►

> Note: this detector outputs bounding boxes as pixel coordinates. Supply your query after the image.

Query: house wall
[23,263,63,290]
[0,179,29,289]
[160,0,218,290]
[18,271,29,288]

◄

TASK DIRECTIONS: Could you copy out all of the data above word for word?

REPLY:
> Note: this detector outputs bounding boxes as pixel coordinates. Supply your query after the image.

Query: house wall
[23,263,63,290]
[0,179,29,289]
[160,0,218,290]
[18,271,29,288]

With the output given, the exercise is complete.